** What to work on **
1 - In the forum thread about standardizing matrix files, what kinds of files does each aligner's output directory currently hold?
2 - Please sum up the forum thread about standardizing matrix files in two sentences.
3 - Resume the forum thread about standardizing matrix files from the point where it stops.

Well, I agree that having it standard so they can used in the same way afterwards is a good idea. I gues, for example, instead of adding this export
on the pyScript, we can actaully add a step before, which does this standardization on files, and "saves" it and then the other conversions come from these standardised matrices and we work on re-shaping the conversion modules and scripts to use that new (standard) formatting.
Maybe this makes more sense, no?
At the same time we should think about how we organize the output directory. We currently have the mtx_conversions output directory for each aligner with the h5ad and rds files in them. This is fine, but I think the name is not ideal and it needs some substructure, e.g.
On this second comment, I totally agree that we should reshape it and I have no comments on it. I liked the structure proposed.
export on the pyScript, we can actaully add a step before, which does this standardization on files, and "saves" it and then the other conversions come from these standardised matrices and we work on re-shaping the conversion modules and scripts to use that new (standard) formatting.

** Records **

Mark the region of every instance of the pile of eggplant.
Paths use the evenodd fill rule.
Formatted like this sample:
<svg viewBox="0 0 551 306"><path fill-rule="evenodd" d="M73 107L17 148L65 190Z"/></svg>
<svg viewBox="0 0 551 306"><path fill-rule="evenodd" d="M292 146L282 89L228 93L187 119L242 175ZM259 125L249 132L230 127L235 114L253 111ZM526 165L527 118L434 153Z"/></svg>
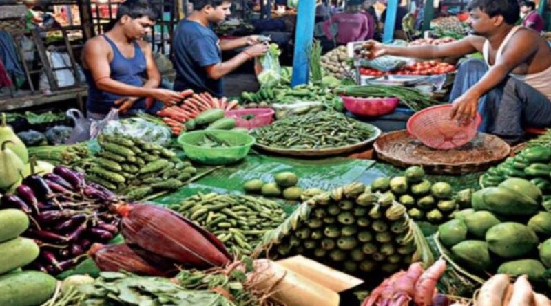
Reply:
<svg viewBox="0 0 551 306"><path fill-rule="evenodd" d="M117 234L120 217L110 206L118 201L105 187L87 183L83 173L59 166L25 177L13 195L0 199L0 208L28 214L30 226L22 236L40 247L32 267L55 275L83 259L94 243Z"/></svg>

** Outputs by task **
1 - The h5ad and rds files.

2 - A writer proposes adding a step that standardizes the files and saves them, so that the other conversions come from these standardized matrices and the conversion modules and scripts are reshaped to use the new format. The thread also says the output directory should be reorganized, since the current mtx_conversions directory for each aligner has a name that is not ideal and lacks substructure, and a reply fully agrees with the proposed structure.

3 -
It depends a bit what needs to be done. Reading/writing mtx files in a Python script is way slower than h5(ad) files. Not reading (i.e. using the data already in memory) is even better. So purely from a runtime perspective, it is beneficial to read whatever output files the aligners create once and then write all desired outputs.
That being said, transposing a mtx matrix could probably done on the command line using awk, which would be very fast.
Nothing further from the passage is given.